### Приведённый текст
————————
«Доктор Живаго» как исторический роман
Шрифт:
Проницательный анализ Тынянова (сыгравший огромную роль в дальнейшем изучении поэзии Блока) безусловно приложим и к «Стихотворениям Юрия Живаго». В них Пастернак, кроме прочего, разрабатывал поэтику, в известной мере альтернативную собственной, однако растущую из того же — общего для всей русской поэзии ХX века — «блоковского» корня.
Для Пастернака Блок оставался «главным» русским поэтом ХX века [194] , а потому его герой (поэт, стоящий в центре исторического романа) должен был вобрать в себя историческую составляющую личности Блока, определившую воодушевленное приятие поэтом революции и трагическое осознание ее следствий. Эта тема последовательно развернута в цикле «Ветер (Четыре отрывка о Блоке)», который представляется нам авторским комментарием к блоковской линии «Доктора Живаго» [195] . Здесь вынесенный в заглавие ключевой символ революционной поэмы Блока становится символом его поэзии и судьбы в их неразрывном единстве:
194
Ср. принципиально иное отношение Ахматовой, последовательно противопоставившей в «Поэме без героя» Демона-Блока — «главному», тому, что «был наряжен верстою», «собирательному» поэту постсимволистского «поколения». Ср. также: «Как памятник началу века, / Там этот человек стоит» [Ахматова: 259].
195
См. об этом цикле в связи блоковской линией романа [Witt 2000: 32, сн. 47].
————————
### Зафиксированные сведения
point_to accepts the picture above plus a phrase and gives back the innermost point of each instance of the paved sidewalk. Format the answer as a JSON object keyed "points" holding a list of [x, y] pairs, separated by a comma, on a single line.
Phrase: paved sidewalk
————————
### Что требуется
Продолжите текст о «Докторе Живаго» как историческом романе, начав сразу после его последнего предложения.

### Ответ
Такого — блоковского — ветра нет в «Стихотворениях Юрия Живаго» [196] , написанных «по-блоковски», а не воспроизводящих впрямую символы старшего поэта, но он, несомненно, есть в прозаическом повествовании, где — опять-таки в отличие от «Стихотворений…» — мы сталкиваемся с восторженным восприятием Русской революции. Здесь следует отметить принципиальное различие в поэтическом решении эпизодов дооктябрьских и ситуации большевистского переворота.
196
И «Ветер», слагающий колыбельную для возлюбленной поэта после его ухода, и дующий из степи ветер «Рождественской звезды», несомненно, близки, но не тождественны ветру Блока.
Рисуя в романе «лето 1917 года», Пастернак в целом ориентируется на поэтику книги «Сестра моя — жизнь» [197] . Ночной митинг, о котором Живаго рассказывает Ларе, обретает не только общерусские, но и всемирные, космические очертания:
Сдвинулась Русь-матушка, не стоится ей на месте, ходит не находится, говорит не наговорится. И не то чтоб говорили одни только люди. Сошлись и собеседуют звезды и деревья, философствуют ночные цветы и митингуют каменные зданья. Что-то евангельское, не правда ли? Как во времена апостолов. Помните, у Павла? «Говорите языками и пророчествуйте. Молитесь о даре истолкования» [Пастернак: IV, 145].
197
Воспроизводя на новом витке поэтику «Сестры…» и, соответственно, наделяя героя собственным экстатическим мироощущением «лета 1917 года», Пастернак одновременно вводит тему неизбежного превращения революции в свирепую гражданскую войну: словно бы «случайное» («смешное») убийство комиссара Гинца предвещает не только личную трагедию Памфила Палых, но и всю зловещую бессмыслицу охватившей страну смуты.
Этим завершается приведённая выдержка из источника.